_KUTIPAN UNTUK DIBACA:_
◇ ◇ ◇
Kamis, 06 November 2014

PENYAKIT HATI DALAM ISLAM

Hati (bahasa Arab Qalbu) adalah bagian yang sangat penting daripada manusia. Jika hati kita baik, maka baik pula seluruh amal kita:
Rasulullah saw. bersabda, “….Bahwa dalam diri setiap manusia terdapat segumpal daging, apabila ia baik maka baik pula seluruh amalnya, dan apabila ia itu rusak maka rusak pula seluruh perbuatannya. Gumpalan daging itu adalah hati.” (HR Imam Al-Bukhari)
Sebaliknya, orang yang dalam hatinya ada penyakit, sulit menerima kebenaran dan akan mati dalam keadaan kafir.
“Orang-orang yang di dalam hati mereka ada penyakit, maka dengan surat itu bertambah kekafiran mereka, disamping kekafirannya yang telah ada dan mereka mati dalam keadaan kafir.” [At Taubah 125]
Oleh karena itu penyakit hati jauh lebih berbahaya daripada penyakit fisik karena bisa mengakibatkan kesengsaraan di neraka yang abadi.
Kita perlu mengenal beberapa penyakit hati yang berbahaya serta bagaimana cara menyembuhkannya.
1. Sombong
Sering orang karena jabatan, kekayaan, atau pun kepintaran akhirnya menjadi sombong dan menganggap rendah orang lain. Bahkan Fir’aun yang takabbur sampai-sampai menganggap rendah Allah dan menganggap dirinya sebagai Tuhan. Kenyataannya Fir’aun adalah manusia yang akhirnya bisa mati karena tenggelam di laut.
◇ ◇ ◇
_TUGAS YANG DIKERJAKAN:_
1. Jawablah pertanyaan berikut berdasarkan teks tentang hati dalam Islam.
(a) Menurut sabda Rasulullah yang dikutip, apa nama segumpal daging yang menentukan baik atau rusaknya seluruh amal manusia?
(b) Tiga hal apa yang disebut sering membuat orang menjadi sombong?
(c) Bagaimana Fir'aun akhirnya mati?
2. Lanjutkan teks tentang hati dalam Islam mulai dari kalimat sesudah kalimat terakhirnya.
◇ ◇ ◇
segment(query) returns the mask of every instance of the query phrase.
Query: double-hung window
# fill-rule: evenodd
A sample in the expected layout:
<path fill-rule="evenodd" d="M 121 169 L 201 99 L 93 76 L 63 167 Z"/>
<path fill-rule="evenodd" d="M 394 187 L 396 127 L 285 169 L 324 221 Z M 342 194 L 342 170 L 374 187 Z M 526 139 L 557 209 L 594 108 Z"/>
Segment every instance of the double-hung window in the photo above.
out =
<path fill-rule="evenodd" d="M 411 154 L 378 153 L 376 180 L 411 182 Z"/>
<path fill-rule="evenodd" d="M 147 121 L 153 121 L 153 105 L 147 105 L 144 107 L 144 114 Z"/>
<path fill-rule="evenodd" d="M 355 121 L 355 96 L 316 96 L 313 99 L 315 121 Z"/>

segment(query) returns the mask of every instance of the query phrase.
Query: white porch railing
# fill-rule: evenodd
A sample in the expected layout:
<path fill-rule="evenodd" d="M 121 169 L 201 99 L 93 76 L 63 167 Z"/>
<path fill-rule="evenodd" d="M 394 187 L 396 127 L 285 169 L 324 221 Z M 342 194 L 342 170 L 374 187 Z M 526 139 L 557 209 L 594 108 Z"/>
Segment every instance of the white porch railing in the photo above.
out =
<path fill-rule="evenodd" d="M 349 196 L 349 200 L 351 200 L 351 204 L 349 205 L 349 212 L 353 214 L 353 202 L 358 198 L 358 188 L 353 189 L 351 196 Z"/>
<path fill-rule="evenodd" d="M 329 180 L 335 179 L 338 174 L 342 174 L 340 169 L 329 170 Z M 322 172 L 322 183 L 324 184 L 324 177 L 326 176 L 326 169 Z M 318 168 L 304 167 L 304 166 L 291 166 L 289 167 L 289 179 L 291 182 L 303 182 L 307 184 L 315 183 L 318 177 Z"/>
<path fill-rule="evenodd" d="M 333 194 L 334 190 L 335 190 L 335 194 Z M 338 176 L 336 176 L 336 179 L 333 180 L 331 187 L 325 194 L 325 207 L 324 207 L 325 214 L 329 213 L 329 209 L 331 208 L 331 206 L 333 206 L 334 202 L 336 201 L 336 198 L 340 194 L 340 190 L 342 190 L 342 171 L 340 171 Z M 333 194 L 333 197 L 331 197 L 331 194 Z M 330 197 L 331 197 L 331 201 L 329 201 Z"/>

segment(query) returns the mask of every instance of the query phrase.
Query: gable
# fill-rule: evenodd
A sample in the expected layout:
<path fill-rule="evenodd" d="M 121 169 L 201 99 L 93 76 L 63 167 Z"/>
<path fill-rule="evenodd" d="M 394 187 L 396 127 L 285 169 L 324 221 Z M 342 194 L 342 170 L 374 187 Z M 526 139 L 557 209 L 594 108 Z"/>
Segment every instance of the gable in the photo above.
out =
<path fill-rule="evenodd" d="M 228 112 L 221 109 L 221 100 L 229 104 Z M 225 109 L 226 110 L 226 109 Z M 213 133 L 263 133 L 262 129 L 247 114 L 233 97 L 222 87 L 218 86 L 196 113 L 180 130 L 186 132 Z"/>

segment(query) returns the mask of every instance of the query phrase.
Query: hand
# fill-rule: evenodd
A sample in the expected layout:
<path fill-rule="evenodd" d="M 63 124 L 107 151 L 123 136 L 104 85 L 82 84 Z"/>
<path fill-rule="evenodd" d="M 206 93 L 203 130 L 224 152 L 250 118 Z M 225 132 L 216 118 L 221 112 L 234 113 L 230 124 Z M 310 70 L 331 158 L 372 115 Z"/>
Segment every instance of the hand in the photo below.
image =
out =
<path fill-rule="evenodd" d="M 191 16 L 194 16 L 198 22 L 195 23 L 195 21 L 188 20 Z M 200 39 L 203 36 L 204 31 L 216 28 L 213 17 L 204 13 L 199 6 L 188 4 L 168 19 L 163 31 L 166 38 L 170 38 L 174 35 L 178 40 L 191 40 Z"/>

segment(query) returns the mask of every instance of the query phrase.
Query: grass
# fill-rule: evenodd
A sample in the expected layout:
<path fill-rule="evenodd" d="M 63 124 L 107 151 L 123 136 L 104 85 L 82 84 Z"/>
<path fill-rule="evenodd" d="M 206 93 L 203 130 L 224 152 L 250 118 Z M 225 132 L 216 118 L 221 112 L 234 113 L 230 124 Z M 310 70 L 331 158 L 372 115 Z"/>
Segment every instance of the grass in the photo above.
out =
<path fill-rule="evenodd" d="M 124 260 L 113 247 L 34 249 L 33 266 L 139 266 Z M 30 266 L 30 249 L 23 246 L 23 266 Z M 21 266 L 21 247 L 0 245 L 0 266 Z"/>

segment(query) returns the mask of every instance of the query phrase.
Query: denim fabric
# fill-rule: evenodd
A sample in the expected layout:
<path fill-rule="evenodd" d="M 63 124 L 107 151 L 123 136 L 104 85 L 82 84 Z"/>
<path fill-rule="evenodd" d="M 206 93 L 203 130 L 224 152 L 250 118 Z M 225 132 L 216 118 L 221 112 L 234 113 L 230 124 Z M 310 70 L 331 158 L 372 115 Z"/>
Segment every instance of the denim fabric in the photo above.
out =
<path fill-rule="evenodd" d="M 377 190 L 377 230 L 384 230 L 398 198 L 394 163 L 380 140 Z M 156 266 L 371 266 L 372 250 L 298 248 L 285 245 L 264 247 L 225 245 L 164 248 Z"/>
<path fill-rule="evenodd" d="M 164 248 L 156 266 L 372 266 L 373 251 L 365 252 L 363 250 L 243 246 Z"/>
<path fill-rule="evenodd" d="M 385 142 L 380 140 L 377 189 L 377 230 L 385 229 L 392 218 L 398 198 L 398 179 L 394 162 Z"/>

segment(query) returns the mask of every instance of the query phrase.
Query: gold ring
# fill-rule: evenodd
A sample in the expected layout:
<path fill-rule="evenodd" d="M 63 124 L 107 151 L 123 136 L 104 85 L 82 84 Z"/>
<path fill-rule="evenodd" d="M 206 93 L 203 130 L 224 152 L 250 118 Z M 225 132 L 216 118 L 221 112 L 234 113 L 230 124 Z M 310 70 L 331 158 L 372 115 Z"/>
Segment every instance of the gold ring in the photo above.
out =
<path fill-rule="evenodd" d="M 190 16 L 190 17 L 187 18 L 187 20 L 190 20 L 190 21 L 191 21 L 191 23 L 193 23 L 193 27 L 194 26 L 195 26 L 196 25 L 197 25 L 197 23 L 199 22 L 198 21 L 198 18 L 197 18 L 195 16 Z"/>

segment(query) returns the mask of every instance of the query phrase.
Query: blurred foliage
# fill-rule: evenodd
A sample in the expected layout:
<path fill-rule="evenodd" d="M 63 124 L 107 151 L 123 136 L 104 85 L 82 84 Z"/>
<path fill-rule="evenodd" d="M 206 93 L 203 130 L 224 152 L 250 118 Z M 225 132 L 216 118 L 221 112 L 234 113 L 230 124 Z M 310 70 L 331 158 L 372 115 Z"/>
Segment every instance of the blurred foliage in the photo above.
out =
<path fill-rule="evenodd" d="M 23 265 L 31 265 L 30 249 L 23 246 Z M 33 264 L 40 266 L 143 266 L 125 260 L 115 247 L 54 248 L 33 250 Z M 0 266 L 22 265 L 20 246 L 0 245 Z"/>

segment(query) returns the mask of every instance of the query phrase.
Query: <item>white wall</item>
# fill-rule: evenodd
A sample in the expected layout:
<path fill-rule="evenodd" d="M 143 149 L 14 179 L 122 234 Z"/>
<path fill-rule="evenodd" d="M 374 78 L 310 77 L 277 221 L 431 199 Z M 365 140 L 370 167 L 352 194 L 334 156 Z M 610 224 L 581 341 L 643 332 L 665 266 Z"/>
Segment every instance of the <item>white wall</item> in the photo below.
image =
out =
◇ ◇ ◇
_JAWABAN LATIHAN:_
1.
(a) Hati.
(b) Jabatan, kekayaan, dan kepintaran.
(c) Karena tenggelam di laut.

2.
Allah melarang kita untuk menjadi sombong:
“Janganlah kamu berjalan di muka bumi ini dengan sombong, karena sesungguhnya kamu sekali-kali tidak dapat menembus bumi dan sekali-kali kamu tidak akan sampai setinggi gunung.” [Al Israa’ 37]
“Janganlah kamu memalingkan mukamu dari manusia karena sombong dan janganlah kamu berjalan di muka bumi dengan angkuh. Sesungguhnya Allah tidak menyukai orang-orang yang sombong lagi membanggakan diri.” [Luqman 18]
Allah menyediakan neraka jahannam bagi orang yang sombong:
“Masuklah kamu ke pintu-pintu neraka Jahannam, sedang kamu kekal di dalamnya. Maka itulah seburuk-buruk tempat bagi orang-orang yang sombong .” [Al Mu’min 76]
Kita tidak boleh sombong karena saat kita lahir kita tidak punya kekuasaan apa-apa. Kita tidak punya kekayaan apa-apa. Bahkan pakaian pun tidak. Kecerdasan pun kita tidak punya. Namun karena kasih-sayang orang tua-lah kita akhirnya jadi dewasa.
Begitu pula saat kita mati, segala jabatan dan kekayaan kita lepas dari kita. Kita dikubur dalam lubang yang sempit dengan pakaian seadanya yang nanti akan lapuk dimakan zaman.
Imam Al Ghazali dalam kitab Ihya’ “Uluumuddiin menyatakan bahwa manusia janganlah sombong karena sesungguhnya manusia diciptakan dari air mani yang hina dan dari tempat yang sama dengan tempat keluarnya kotoran.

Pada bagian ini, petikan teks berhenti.